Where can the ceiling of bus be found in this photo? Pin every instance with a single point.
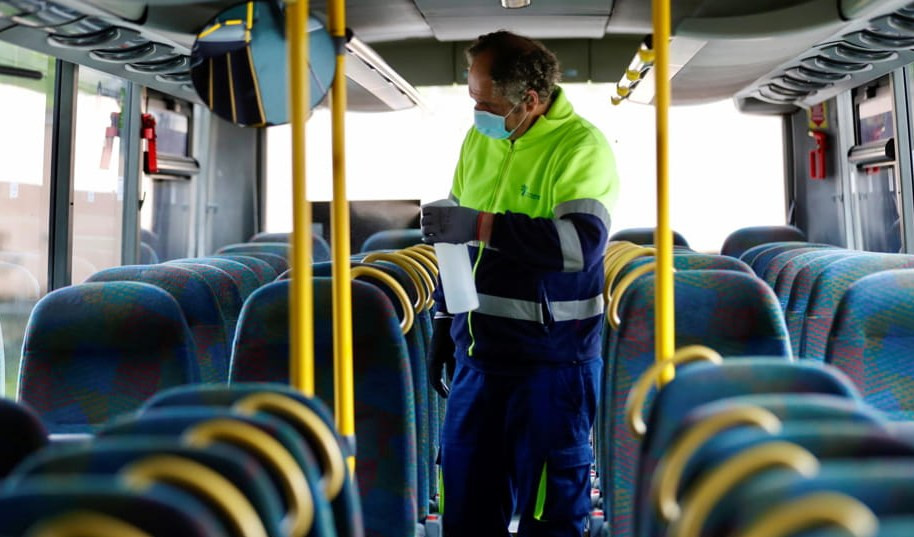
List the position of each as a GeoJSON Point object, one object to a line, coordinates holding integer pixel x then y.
{"type": "Point", "coordinates": [725, 48]}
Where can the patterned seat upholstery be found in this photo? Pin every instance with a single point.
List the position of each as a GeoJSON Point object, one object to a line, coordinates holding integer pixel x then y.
{"type": "Point", "coordinates": [245, 278]}
{"type": "Point", "coordinates": [384, 403]}
{"type": "Point", "coordinates": [175, 421]}
{"type": "Point", "coordinates": [159, 510]}
{"type": "Point", "coordinates": [347, 511]}
{"type": "Point", "coordinates": [23, 434]}
{"type": "Point", "coordinates": [198, 303]}
{"type": "Point", "coordinates": [828, 290]}
{"type": "Point", "coordinates": [731, 312]}
{"type": "Point", "coordinates": [872, 340]}
{"type": "Point", "coordinates": [264, 271]}
{"type": "Point", "coordinates": [392, 239]}
{"type": "Point", "coordinates": [110, 456]}
{"type": "Point", "coordinates": [645, 235]}
{"type": "Point", "coordinates": [743, 239]}
{"type": "Point", "coordinates": [95, 350]}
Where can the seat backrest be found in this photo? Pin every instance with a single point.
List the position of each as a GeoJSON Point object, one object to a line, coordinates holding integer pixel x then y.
{"type": "Point", "coordinates": [645, 235]}
{"type": "Point", "coordinates": [872, 338]}
{"type": "Point", "coordinates": [159, 510]}
{"type": "Point", "coordinates": [199, 305]}
{"type": "Point", "coordinates": [264, 271]}
{"type": "Point", "coordinates": [23, 434]}
{"type": "Point", "coordinates": [743, 239]}
{"type": "Point", "coordinates": [392, 239]}
{"type": "Point", "coordinates": [734, 313]}
{"type": "Point", "coordinates": [384, 401]}
{"type": "Point", "coordinates": [828, 290]}
{"type": "Point", "coordinates": [92, 351]}
{"type": "Point", "coordinates": [110, 456]}
{"type": "Point", "coordinates": [244, 277]}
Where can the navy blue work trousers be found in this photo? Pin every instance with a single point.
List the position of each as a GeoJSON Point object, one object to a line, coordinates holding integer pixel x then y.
{"type": "Point", "coordinates": [519, 441]}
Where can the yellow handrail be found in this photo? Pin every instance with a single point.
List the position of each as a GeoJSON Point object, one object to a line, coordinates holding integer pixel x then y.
{"type": "Point", "coordinates": [328, 452]}
{"type": "Point", "coordinates": [634, 405]}
{"type": "Point", "coordinates": [812, 511]}
{"type": "Point", "coordinates": [301, 288]}
{"type": "Point", "coordinates": [300, 503]}
{"type": "Point", "coordinates": [664, 309]}
{"type": "Point", "coordinates": [669, 470]}
{"type": "Point", "coordinates": [408, 315]}
{"type": "Point", "coordinates": [82, 523]}
{"type": "Point", "coordinates": [411, 272]}
{"type": "Point", "coordinates": [232, 504]}
{"type": "Point", "coordinates": [344, 400]}
{"type": "Point", "coordinates": [709, 491]}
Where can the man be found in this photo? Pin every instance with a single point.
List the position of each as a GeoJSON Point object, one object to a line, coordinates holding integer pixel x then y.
{"type": "Point", "coordinates": [534, 184]}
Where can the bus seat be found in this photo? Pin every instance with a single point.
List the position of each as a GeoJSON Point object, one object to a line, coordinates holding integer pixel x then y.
{"type": "Point", "coordinates": [872, 340]}
{"type": "Point", "coordinates": [159, 510]}
{"type": "Point", "coordinates": [110, 456]}
{"type": "Point", "coordinates": [92, 351]}
{"type": "Point", "coordinates": [245, 279]}
{"type": "Point", "coordinates": [645, 236]}
{"type": "Point", "coordinates": [264, 271]}
{"type": "Point", "coordinates": [227, 293]}
{"type": "Point", "coordinates": [23, 434]}
{"type": "Point", "coordinates": [731, 312]}
{"type": "Point", "coordinates": [384, 403]}
{"type": "Point", "coordinates": [148, 256]}
{"type": "Point", "coordinates": [320, 248]}
{"type": "Point", "coordinates": [796, 296]}
{"type": "Point", "coordinates": [198, 303]}
{"type": "Point", "coordinates": [742, 239]}
{"type": "Point", "coordinates": [392, 239]}
{"type": "Point", "coordinates": [175, 422]}
{"type": "Point", "coordinates": [347, 511]}
{"type": "Point", "coordinates": [828, 290]}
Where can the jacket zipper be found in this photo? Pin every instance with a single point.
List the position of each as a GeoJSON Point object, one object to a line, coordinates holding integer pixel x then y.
{"type": "Point", "coordinates": [482, 245]}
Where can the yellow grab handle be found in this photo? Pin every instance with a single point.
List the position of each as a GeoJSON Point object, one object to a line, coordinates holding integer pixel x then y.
{"type": "Point", "coordinates": [673, 463]}
{"type": "Point", "coordinates": [232, 504]}
{"type": "Point", "coordinates": [815, 510]}
{"type": "Point", "coordinates": [414, 277]}
{"type": "Point", "coordinates": [408, 314]}
{"type": "Point", "coordinates": [710, 490]}
{"type": "Point", "coordinates": [300, 510]}
{"type": "Point", "coordinates": [634, 405]}
{"type": "Point", "coordinates": [82, 523]}
{"type": "Point", "coordinates": [329, 452]}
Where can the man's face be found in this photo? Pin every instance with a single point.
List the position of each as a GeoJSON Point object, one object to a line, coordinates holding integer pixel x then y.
{"type": "Point", "coordinates": [487, 98]}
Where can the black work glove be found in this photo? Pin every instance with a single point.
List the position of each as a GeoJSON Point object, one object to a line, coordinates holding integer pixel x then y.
{"type": "Point", "coordinates": [441, 355]}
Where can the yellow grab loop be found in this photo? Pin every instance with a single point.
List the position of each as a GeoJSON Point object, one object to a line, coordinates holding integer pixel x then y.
{"type": "Point", "coordinates": [187, 474]}
{"type": "Point", "coordinates": [344, 400]}
{"type": "Point", "coordinates": [411, 271]}
{"type": "Point", "coordinates": [634, 405]}
{"type": "Point", "coordinates": [664, 309]}
{"type": "Point", "coordinates": [300, 508]}
{"type": "Point", "coordinates": [408, 315]}
{"type": "Point", "coordinates": [301, 288]}
{"type": "Point", "coordinates": [328, 449]}
{"type": "Point", "coordinates": [710, 490]}
{"type": "Point", "coordinates": [669, 471]}
{"type": "Point", "coordinates": [82, 523]}
{"type": "Point", "coordinates": [813, 511]}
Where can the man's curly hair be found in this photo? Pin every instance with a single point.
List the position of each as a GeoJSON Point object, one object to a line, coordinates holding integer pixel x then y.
{"type": "Point", "coordinates": [518, 64]}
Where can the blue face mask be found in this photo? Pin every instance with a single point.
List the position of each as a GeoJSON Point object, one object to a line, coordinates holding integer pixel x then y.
{"type": "Point", "coordinates": [493, 125]}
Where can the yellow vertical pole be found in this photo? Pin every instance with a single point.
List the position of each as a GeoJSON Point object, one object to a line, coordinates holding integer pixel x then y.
{"type": "Point", "coordinates": [301, 305]}
{"type": "Point", "coordinates": [664, 312]}
{"type": "Point", "coordinates": [344, 403]}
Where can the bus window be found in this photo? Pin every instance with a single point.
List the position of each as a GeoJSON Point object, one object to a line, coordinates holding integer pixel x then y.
{"type": "Point", "coordinates": [27, 97]}
{"type": "Point", "coordinates": [98, 173]}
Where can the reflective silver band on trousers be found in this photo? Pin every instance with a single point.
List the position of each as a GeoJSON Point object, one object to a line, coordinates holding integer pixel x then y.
{"type": "Point", "coordinates": [527, 310]}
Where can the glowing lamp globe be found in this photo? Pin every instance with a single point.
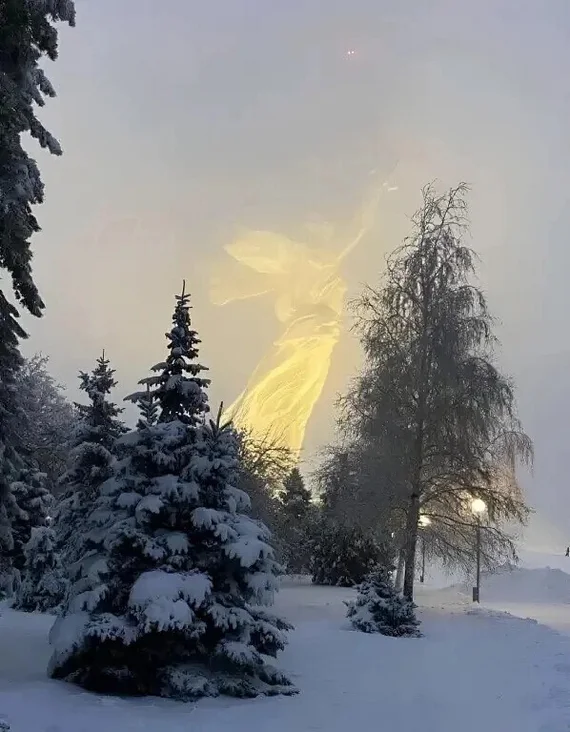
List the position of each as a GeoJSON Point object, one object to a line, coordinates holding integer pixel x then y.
- - - -
• _What to produce_: Quote all of the entries above word for word, omitting the pictures.

• _Complete answer_:
Where can the ceiling of bus be found in this photo? Pin every instance with a single point.
List the position of each as a GeoJSON Point object, one object to a line, coordinates holding integer pixel x then y.
{"type": "Point", "coordinates": [725, 48]}
Where can the patterned seat upholstery be found in this photo? Pin every instance with a single point.
List the position of each as a GeoJSON Point object, one object to a line, coordinates holding integer pixel x then y.
{"type": "Point", "coordinates": [245, 278]}
{"type": "Point", "coordinates": [384, 403]}
{"type": "Point", "coordinates": [175, 421]}
{"type": "Point", "coordinates": [159, 510]}
{"type": "Point", "coordinates": [347, 511]}
{"type": "Point", "coordinates": [23, 434]}
{"type": "Point", "coordinates": [198, 303]}
{"type": "Point", "coordinates": [828, 290]}
{"type": "Point", "coordinates": [731, 312]}
{"type": "Point", "coordinates": [872, 340]}
{"type": "Point", "coordinates": [264, 271]}
{"type": "Point", "coordinates": [392, 239]}
{"type": "Point", "coordinates": [110, 456]}
{"type": "Point", "coordinates": [645, 235]}
{"type": "Point", "coordinates": [743, 239]}
{"type": "Point", "coordinates": [95, 350]}
Where can the seat backrest be found in this photo? Pin every instance with a single point.
List the position of each as a GeoJSON Point object, one object to a line, coordinates holding integer pixel x then y.
{"type": "Point", "coordinates": [645, 235]}
{"type": "Point", "coordinates": [872, 338]}
{"type": "Point", "coordinates": [159, 510]}
{"type": "Point", "coordinates": [199, 305]}
{"type": "Point", "coordinates": [264, 271]}
{"type": "Point", "coordinates": [23, 434]}
{"type": "Point", "coordinates": [743, 239]}
{"type": "Point", "coordinates": [392, 239]}
{"type": "Point", "coordinates": [734, 313]}
{"type": "Point", "coordinates": [384, 401]}
{"type": "Point", "coordinates": [828, 290]}
{"type": "Point", "coordinates": [92, 351]}
{"type": "Point", "coordinates": [110, 456]}
{"type": "Point", "coordinates": [244, 277]}
Where can the navy blue work trousers be found in this photo? Pin every instance with a single point.
List the position of each as a GeoJSON Point object, one object to a line, coordinates holding integer pixel x then y.
{"type": "Point", "coordinates": [519, 441]}
Where can the yellow handrail be found in this photo? Pin every instance with a single point.
List the position of each as a GeoJSON Point object, one object to a line, coordinates holding integer pixel x then y.
{"type": "Point", "coordinates": [328, 452]}
{"type": "Point", "coordinates": [634, 405]}
{"type": "Point", "coordinates": [812, 511]}
{"type": "Point", "coordinates": [301, 288]}
{"type": "Point", "coordinates": [300, 503]}
{"type": "Point", "coordinates": [664, 309]}
{"type": "Point", "coordinates": [669, 470]}
{"type": "Point", "coordinates": [408, 315]}
{"type": "Point", "coordinates": [82, 523]}
{"type": "Point", "coordinates": [411, 272]}
{"type": "Point", "coordinates": [232, 504]}
{"type": "Point", "coordinates": [344, 400]}
{"type": "Point", "coordinates": [709, 491]}
Where can the man be found in this photo? Pin every instance with a single point.
List the position of each as a GeoJSON Point object, one object to a line, coordinates holding integer pixel x then y.
{"type": "Point", "coordinates": [534, 184]}
Where can the bus seat be found in this photo? Pin every instance with a single point.
List the position of each as a GeoJSON Point object, one object to a line, coordinates holding integer pixel x then y.
{"type": "Point", "coordinates": [872, 340]}
{"type": "Point", "coordinates": [159, 510]}
{"type": "Point", "coordinates": [110, 456]}
{"type": "Point", "coordinates": [92, 351]}
{"type": "Point", "coordinates": [245, 279]}
{"type": "Point", "coordinates": [645, 236]}
{"type": "Point", "coordinates": [264, 271]}
{"type": "Point", "coordinates": [227, 293]}
{"type": "Point", "coordinates": [23, 434]}
{"type": "Point", "coordinates": [731, 312]}
{"type": "Point", "coordinates": [384, 403]}
{"type": "Point", "coordinates": [148, 256]}
{"type": "Point", "coordinates": [320, 248]}
{"type": "Point", "coordinates": [796, 296]}
{"type": "Point", "coordinates": [198, 303]}
{"type": "Point", "coordinates": [742, 239]}
{"type": "Point", "coordinates": [392, 239]}
{"type": "Point", "coordinates": [175, 422]}
{"type": "Point", "coordinates": [347, 511]}
{"type": "Point", "coordinates": [828, 290]}
Where can the jacket zipper be found in this photo? Pin every instance with a single point.
List the position of each as a GeoJSON Point object, one object to a line, coordinates holding integer pixel x then y.
{"type": "Point", "coordinates": [482, 245]}
Where can the yellow grab handle be found in this photo? Pin every instance with a single point.
List the position of each as a GeoJSON Point object, one object to a line, coordinates holding integer pixel x then y.
{"type": "Point", "coordinates": [673, 463]}
{"type": "Point", "coordinates": [232, 504]}
{"type": "Point", "coordinates": [815, 510]}
{"type": "Point", "coordinates": [414, 277]}
{"type": "Point", "coordinates": [408, 314]}
{"type": "Point", "coordinates": [710, 490]}
{"type": "Point", "coordinates": [300, 510]}
{"type": "Point", "coordinates": [634, 405]}
{"type": "Point", "coordinates": [82, 523]}
{"type": "Point", "coordinates": [329, 452]}
Where can the man's face be found in this photo? Pin every instance with a single point.
List the position of each as a GeoJSON Point object, one object to a line, coordinates holding integer pixel x then y.
{"type": "Point", "coordinates": [487, 98]}
Where can the black work glove be found in this photo? Pin every instance with a single point.
List the position of each as a GeoJSON Point object, one object to a line, coordinates holding integer pixel x then y.
{"type": "Point", "coordinates": [441, 355]}
Where can the yellow grab loop be found in this photo? Pin every instance with a single point.
List the position of each as a GeoJSON Point object, one object to a line, coordinates holding integer pixel x then y.
{"type": "Point", "coordinates": [187, 474]}
{"type": "Point", "coordinates": [344, 400]}
{"type": "Point", "coordinates": [411, 271]}
{"type": "Point", "coordinates": [634, 405]}
{"type": "Point", "coordinates": [664, 309]}
{"type": "Point", "coordinates": [300, 508]}
{"type": "Point", "coordinates": [408, 315]}
{"type": "Point", "coordinates": [301, 288]}
{"type": "Point", "coordinates": [328, 449]}
{"type": "Point", "coordinates": [710, 490]}
{"type": "Point", "coordinates": [669, 471]}
{"type": "Point", "coordinates": [82, 523]}
{"type": "Point", "coordinates": [813, 511]}
Where can the man's curly hair be found in this photo? Pin every instance with a single point.
List the position of each as a GeoJSON Point object, one object to a line, coordinates holding integer pixel x then y.
{"type": "Point", "coordinates": [518, 64]}
Where can the blue face mask be found in this photo? Pin every instance with a single point.
List the position of each as a GeoJSON Point object, one object to a line, coordinates holding integer pixel x then y.
{"type": "Point", "coordinates": [493, 125]}
Where can the yellow vertical pole be found in this photo? Pin every instance with a single point.
List the position of each as a GeoJSON Point object, one object to a line, coordinates holding integer pixel x then y.
{"type": "Point", "coordinates": [301, 305]}
{"type": "Point", "coordinates": [664, 312]}
{"type": "Point", "coordinates": [344, 403]}
Where can the bus window be found in this photo? Pin every instance with a single point.
List the position of each as a GeoJSON Point object, one object to a line, coordinates holding integer pixel x then y.
{"type": "Point", "coordinates": [27, 97]}
{"type": "Point", "coordinates": [98, 173]}
Where can the reflective silver band on trousers be found in this photo? Pin every instance with a single point.
List the position of each as a GeoJSON Point object, one object to a line, coordinates holding integer pixel x then y.
{"type": "Point", "coordinates": [527, 310]}
Where can the glowing lamp globe be found in this photo? Pin every instance with a single point.
List the position of each as a GeoJSON Point object, one object to a line, coordinates holding integer pixel x then y.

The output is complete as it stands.